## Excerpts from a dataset
Start of Block

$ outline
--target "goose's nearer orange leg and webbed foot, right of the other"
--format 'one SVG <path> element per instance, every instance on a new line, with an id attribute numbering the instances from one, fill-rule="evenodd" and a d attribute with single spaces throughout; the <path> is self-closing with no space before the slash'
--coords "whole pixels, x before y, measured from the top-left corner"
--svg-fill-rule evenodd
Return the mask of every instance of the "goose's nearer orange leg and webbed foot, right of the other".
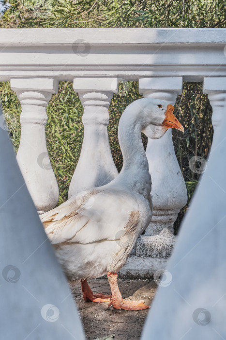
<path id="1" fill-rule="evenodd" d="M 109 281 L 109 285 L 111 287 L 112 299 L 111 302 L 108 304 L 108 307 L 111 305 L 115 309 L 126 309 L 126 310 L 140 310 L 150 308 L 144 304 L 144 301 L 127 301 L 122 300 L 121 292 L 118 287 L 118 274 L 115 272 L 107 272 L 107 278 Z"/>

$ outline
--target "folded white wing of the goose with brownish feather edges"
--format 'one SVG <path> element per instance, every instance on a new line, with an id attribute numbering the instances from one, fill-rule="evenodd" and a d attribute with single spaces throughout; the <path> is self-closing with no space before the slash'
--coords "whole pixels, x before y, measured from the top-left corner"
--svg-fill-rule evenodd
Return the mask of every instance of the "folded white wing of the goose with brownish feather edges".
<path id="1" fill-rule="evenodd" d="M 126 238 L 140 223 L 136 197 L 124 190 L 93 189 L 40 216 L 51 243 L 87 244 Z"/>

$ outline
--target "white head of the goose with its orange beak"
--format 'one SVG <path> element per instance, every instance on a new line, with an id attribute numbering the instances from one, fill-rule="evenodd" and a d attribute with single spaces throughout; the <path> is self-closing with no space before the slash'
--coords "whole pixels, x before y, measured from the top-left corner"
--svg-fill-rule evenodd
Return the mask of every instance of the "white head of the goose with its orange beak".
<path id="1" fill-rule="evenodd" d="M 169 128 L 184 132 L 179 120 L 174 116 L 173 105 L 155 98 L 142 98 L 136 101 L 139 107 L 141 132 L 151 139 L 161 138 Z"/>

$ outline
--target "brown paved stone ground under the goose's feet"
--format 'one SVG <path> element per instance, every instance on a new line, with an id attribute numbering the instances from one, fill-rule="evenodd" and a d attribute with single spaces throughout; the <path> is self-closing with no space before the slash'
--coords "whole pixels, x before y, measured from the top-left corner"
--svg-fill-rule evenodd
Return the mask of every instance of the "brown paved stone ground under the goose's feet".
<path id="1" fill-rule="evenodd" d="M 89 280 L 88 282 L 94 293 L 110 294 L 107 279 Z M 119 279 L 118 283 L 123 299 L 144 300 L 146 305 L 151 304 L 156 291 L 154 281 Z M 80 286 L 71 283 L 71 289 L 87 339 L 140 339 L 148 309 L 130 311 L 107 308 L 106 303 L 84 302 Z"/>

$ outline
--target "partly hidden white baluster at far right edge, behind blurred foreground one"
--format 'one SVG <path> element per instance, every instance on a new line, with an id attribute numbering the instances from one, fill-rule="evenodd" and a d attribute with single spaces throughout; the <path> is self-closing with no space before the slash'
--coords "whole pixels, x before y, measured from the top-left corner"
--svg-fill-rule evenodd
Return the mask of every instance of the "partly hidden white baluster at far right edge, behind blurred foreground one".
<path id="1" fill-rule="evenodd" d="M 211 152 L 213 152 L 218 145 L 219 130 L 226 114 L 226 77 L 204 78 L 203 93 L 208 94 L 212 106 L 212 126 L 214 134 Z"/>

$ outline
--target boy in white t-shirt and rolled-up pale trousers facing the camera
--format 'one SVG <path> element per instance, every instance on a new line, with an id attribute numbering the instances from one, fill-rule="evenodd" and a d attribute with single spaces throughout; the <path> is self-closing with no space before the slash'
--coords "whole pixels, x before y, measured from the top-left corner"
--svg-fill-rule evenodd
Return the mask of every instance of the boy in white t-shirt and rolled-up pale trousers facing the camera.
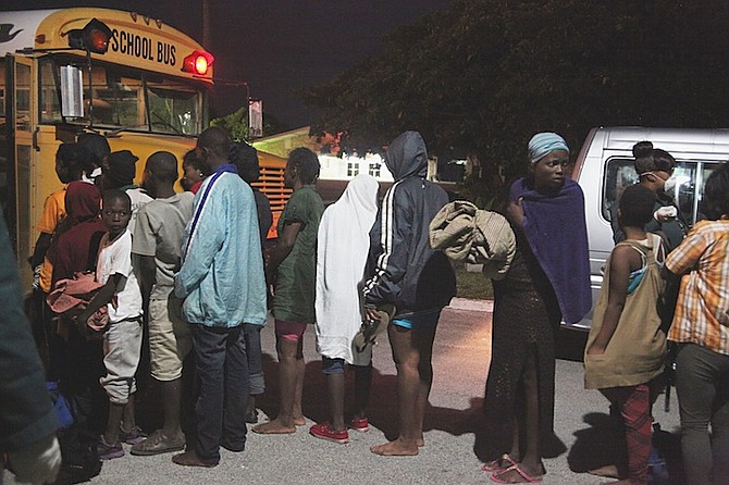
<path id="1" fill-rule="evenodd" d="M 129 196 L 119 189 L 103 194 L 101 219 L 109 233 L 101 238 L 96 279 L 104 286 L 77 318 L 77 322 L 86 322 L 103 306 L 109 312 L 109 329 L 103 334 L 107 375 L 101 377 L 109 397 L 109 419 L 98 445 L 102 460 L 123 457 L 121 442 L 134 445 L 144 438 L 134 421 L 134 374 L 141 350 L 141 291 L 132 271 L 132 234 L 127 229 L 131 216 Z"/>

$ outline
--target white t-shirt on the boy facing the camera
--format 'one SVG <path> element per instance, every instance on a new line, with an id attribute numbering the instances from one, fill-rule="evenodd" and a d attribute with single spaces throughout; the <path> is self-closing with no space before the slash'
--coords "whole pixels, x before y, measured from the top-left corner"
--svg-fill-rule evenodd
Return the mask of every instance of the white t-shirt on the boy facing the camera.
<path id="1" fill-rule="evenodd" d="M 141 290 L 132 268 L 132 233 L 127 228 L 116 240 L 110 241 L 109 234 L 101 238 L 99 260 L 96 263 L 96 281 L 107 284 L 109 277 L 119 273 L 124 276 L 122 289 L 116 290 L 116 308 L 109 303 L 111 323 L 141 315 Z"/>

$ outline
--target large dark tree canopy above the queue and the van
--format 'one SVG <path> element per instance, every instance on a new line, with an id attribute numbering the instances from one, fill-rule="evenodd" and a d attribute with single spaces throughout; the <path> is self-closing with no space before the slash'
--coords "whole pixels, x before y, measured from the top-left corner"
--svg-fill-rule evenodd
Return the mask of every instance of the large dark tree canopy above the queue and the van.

End of Block

## What to produce
Copy every line of the records above that holds the word "target".

## Response
--target "goose's nearer orange leg and webbed foot, right of the other"
--target "folded white wing of the goose with brownish feather edges"
--target "white head of the goose with its orange beak"
--target "brown paved stone ground under the goose's feet"
--target "partly hidden white baluster at far right edge, behind blurred foreground one"
--target boy in white t-shirt and rolled-up pale trousers facing the camera
--target white t-shirt on the boy facing the camera
--target large dark tree canopy above the queue and the van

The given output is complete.